(Location annotation dataset excerpts)
* * * * * * *

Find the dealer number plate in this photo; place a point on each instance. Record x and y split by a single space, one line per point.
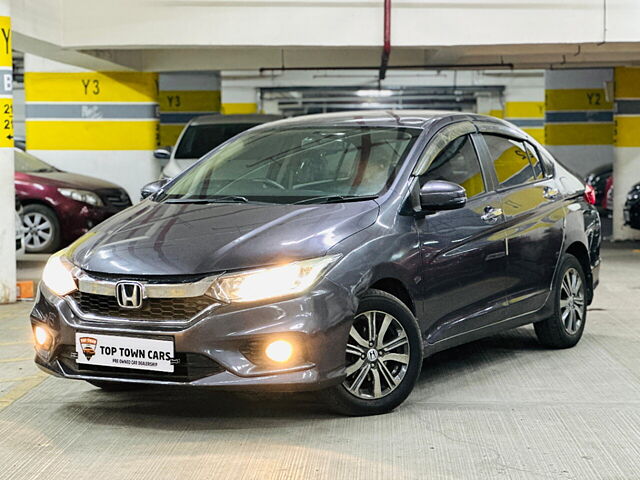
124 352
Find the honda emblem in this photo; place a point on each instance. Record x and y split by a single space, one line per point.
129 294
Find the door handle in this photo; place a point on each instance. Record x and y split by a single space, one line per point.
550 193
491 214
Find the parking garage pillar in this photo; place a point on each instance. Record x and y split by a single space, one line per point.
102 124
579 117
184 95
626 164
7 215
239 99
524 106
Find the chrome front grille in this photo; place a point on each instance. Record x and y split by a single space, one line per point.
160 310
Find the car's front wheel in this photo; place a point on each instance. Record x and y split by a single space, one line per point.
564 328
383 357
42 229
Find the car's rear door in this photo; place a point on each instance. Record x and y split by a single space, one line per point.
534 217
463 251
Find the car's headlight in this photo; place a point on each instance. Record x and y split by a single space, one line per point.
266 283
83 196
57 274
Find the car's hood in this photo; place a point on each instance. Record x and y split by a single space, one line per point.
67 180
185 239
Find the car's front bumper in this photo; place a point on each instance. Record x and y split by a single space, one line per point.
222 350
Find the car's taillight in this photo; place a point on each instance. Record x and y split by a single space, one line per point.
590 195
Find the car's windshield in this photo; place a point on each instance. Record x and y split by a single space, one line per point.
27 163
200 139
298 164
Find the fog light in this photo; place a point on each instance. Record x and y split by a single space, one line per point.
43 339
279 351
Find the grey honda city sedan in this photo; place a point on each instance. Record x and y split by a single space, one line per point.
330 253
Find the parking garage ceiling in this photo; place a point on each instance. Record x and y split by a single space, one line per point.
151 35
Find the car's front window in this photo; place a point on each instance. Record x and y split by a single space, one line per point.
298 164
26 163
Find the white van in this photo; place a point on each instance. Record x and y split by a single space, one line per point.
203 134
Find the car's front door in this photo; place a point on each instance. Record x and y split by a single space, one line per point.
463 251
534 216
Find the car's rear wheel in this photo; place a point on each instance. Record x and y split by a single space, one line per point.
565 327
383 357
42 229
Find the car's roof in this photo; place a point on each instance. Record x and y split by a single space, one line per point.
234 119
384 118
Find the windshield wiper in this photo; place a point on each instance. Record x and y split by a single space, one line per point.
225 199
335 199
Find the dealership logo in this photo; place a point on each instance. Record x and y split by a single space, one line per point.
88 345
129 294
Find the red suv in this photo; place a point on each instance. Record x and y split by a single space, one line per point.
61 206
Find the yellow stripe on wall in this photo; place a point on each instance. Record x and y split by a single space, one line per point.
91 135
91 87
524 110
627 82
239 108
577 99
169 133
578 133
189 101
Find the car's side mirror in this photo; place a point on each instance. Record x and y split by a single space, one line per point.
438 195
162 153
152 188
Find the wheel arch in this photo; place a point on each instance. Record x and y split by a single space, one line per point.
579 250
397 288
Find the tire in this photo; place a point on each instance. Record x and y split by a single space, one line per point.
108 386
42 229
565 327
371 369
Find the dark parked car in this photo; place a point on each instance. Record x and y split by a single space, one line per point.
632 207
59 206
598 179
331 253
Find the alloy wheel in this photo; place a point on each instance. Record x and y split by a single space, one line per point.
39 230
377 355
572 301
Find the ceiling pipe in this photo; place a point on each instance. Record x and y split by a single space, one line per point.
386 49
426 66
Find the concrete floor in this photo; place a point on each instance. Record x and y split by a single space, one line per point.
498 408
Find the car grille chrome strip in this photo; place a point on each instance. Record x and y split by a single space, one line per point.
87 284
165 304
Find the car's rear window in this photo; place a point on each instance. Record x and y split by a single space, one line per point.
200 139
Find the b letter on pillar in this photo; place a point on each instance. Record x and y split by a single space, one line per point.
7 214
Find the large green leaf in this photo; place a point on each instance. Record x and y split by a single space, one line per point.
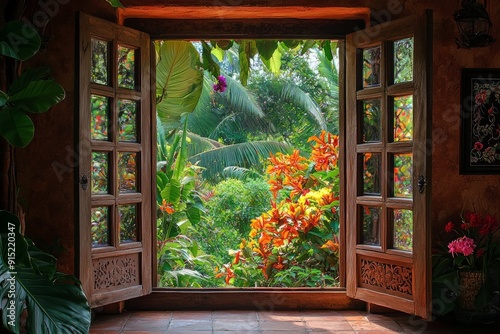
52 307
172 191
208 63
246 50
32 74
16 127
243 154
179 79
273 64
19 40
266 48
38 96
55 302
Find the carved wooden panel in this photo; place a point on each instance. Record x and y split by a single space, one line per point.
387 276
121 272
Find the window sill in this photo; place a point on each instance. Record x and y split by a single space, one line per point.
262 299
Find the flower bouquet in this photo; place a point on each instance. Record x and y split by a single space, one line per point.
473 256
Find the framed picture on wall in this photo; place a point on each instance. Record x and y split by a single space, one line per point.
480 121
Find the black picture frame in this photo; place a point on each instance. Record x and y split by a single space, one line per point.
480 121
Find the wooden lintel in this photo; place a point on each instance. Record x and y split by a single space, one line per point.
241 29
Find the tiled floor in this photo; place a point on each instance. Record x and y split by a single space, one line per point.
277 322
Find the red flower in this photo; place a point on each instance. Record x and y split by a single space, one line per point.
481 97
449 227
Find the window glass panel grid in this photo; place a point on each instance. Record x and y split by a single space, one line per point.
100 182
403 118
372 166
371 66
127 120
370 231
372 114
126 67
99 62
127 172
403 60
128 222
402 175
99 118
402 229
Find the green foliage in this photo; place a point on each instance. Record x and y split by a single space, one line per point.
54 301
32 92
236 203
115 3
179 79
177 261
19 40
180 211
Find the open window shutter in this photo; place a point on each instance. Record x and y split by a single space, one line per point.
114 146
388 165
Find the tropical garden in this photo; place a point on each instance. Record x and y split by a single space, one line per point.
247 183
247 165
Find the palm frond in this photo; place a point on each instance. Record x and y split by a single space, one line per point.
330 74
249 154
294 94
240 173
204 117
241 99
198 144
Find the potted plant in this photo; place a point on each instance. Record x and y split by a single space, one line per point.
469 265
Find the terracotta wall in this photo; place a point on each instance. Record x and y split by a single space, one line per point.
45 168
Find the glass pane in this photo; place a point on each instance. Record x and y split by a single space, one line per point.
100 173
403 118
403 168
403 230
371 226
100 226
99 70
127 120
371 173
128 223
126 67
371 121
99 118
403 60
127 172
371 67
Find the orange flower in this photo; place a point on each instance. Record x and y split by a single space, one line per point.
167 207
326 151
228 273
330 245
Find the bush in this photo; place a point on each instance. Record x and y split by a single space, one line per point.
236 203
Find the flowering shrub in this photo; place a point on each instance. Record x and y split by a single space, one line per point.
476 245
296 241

* * * * * * *

#### [SET EXERCISE]
The entries above should be reproduced exactly, without their pictures.

#### [REPLY]
Find the dealer number plate in this photo; place a point on each instance. Record x and y split by a single space, one line per point.
124 352
Find the honda emblem in this photo; place a point on each instance. Record x and y split by a single space, one line per point.
129 294
Find the door handle in this photo; place a point on each instance. Record x and y split by a single space, one line per point.
550 193
491 214
Find the parking garage pillar in this photo; place a point on each instance. Record x and y split by a single space, one line per point.
102 124
579 117
184 95
626 164
7 215
239 99
524 106
Find the chrome front grille in this photo; place a point on each instance. Record x and y split by a single space, one line per point.
160 310
Find the car's front wheel in this photo; place a point on each instance. Record x and y split by a single space, one line per point.
564 328
383 357
42 229
Find the car's rear door in this photo; place a point on each instance. Record x and y split by a single space, one line per point.
534 217
463 251
Find the car's headlight in this photo; place a point on each instance. Record x and y split by a single space, one line per point.
266 283
83 196
57 274
Find the car's hood in this photo; place a point on each instance. Record x and y split by a single space, one line per point.
67 180
185 239
Find the car's front bumper in this photo; place a point on each instance. Record x and y split by a single space, one line per point.
222 350
Find the car's taillight in this photo; place a point on each instance. Record x and y split by a single space, one line per point.
590 195
Find the car's windshield in this photo; place a point on each instance. Record x and y split by a single space, one line per point.
27 163
200 139
298 164
Find the fog light in this photo; place a point on each instance. Record x and y split by a single space, one line per point.
43 339
279 351
Find the grey honda city sedan in this photo; place a point on each instance. Record x and y split by a single space, one line per point.
330 253
Find the parking garage ceiling in this photo; place a point on each instance. Record x and y split by a single space, one line per point.
151 35
Find the car's front window in this photo; place a point on each instance. Record x and y split by a single space, one line per point.
298 164
26 163
Find the white van in this photo; place a point on each instance. Record x and y split by a single space, one line per point.
203 134
Find the car's front door in this photo; place a point on each instance. Record x and y split by a single space, one line per point.
463 251
534 216
Find the car's rear wheel in this photo; place a point on each instance. Record x and y split by a single space, one line per point.
565 327
383 357
42 229
Find the car's roof in this photo; place a point on each instance. Record x and y split by a single space, one line per point.
234 119
384 118
Find the windshield wiper in this photo; place a point on each instance. Record x and y split by a single space, one line per point.
225 199
335 199
Find the dealership logo in this photo; place a point on each instance. Record x and y split by a single space, one line per point.
88 345
129 294
Find the red suv in this photo; place a point on each instance. Record x and y split by a single space, one line per point.
61 206
Find the yellow stripe on wall in this photo; place a point on each instance. Record x and y split by a single space, one line per point.
91 135
91 87
524 110
627 82
239 108
577 99
169 133
578 133
189 101
Find the car's side mirror in this photo; place a point on each instance. Record x and y split by a single space, one line per point.
438 195
162 153
152 188
Find the wheel arch in this photo; place a point on each instance. Record x and y split by a single space, one line per point.
579 250
397 288
Find the tire in this photo; place a point on each instance. Record x and y split by a single space, one line per point.
108 386
42 229
565 327
371 369
Find the dark parked car in this photo; place a point on each instance. Record x and y split by a single space, one line per point.
632 207
59 206
598 179
331 253
Find the alloy wheel in this photo; place a point on each instance. Record x and y split by a single space, one line per point.
39 230
377 355
572 301
Find the ceiling pipe in this photo; place a point on each instance. Record x and y split by a single space, one line per point.
386 49
426 66
Find the concrete floor in this photo; place a point on each instance. Record x and y split by a single space, one line per point.
498 408
Find the car grille chrome strip in this photo; place a point on each instance. Record x and y split by a single space, one line per point.
87 284
165 304
Find the car's rear window in this photo; place a point on each instance. Record x and y split by a single space, one line per point.
200 139
Find the b letter on pillar in this photo; place a point on each instance. Record x and y split by a single space, one line per point.
7 214
Find the large green leaf in this photo; place a point on each instance. Record x and y split by a single space, one line per point.
52 307
172 191
208 63
246 50
32 74
16 127
243 154
179 79
273 64
19 40
266 48
38 96
55 302
Find the carved wooden panel in this photo; place a point on each instance. Record x and y split by a single space, one line per point.
387 276
121 272
Find the window sill in this photo; place a point on each instance. Record x and y split by a single space, one line per point.
262 299
Find the flower bouquet in this photo; place a point on each instance. Record x and y split by a single space, one line per point.
473 256
Find the framed picture on wall in this photo; place a point on each instance. Record x and y split by a single space, one line per point.
480 121
Find the black picture frame in this photo; place a point on each instance. Record x and y split by a single space, one line per point.
480 121
Find the wooden lintel in this photo; place a point on each instance. Record x and y split by a single space, one line per point.
241 29
Find the tiled floor in this photo; place a point on each instance. Record x and y split by a single space, one line per point.
277 322
Find the red flower in this photo; place a point on each instance. Record x and y split by a single space, one line per point.
481 97
449 227
Find the window glass panel grid in this photo; place a point on each instance. Record x and y split by a single space, one line per point.
100 182
403 118
372 166
371 66
127 120
370 231
372 114
126 67
99 62
127 172
403 60
128 222
402 175
99 118
402 229
Find the green foliage in this photo; place a point on each instance. Record x and y split by a single space, one line per point.
54 301
32 92
236 203
115 3
179 79
177 261
19 40
180 211
Find the open window shutter in this photo; place a point on each instance. Record x and y split by a single space, one line per point.
114 146
388 165
Find the tropical garden in this photo; place a point on each instance. Record x and y split by a single space, one line per point.
247 183
247 165
Find the palm frond in this photo; place a point on each instance. Record x and y split by a single space, one line per point.
330 74
249 154
294 94
240 173
204 117
241 99
198 144
Find the potted plant in this photo; place a point on each instance. Record x and y split by a single space, one line per point.
469 265
Find the terracotta wall in this photo; place a point on each instance. Record x and y split by a single space, one line per point.
45 168
Find the glass pane in this photo; place a point on each instance. Record x and y split by a single space, one line per point.
100 173
403 118
403 168
403 230
371 226
100 226
99 70
127 120
371 173
128 223
126 67
371 121
99 118
403 60
127 172
371 67
Find the orange flower in this photo; place a point on each instance. Record x and y split by a single space, one line per point.
167 207
326 151
228 273
330 245
Find the bush in this photo; place a point on each instance. Record x and y split by a single space, one line per point.
236 203
Find the flowering shrub in this photo; place a point on each instance. Record x and y split by a single space, one line per point.
476 245
296 241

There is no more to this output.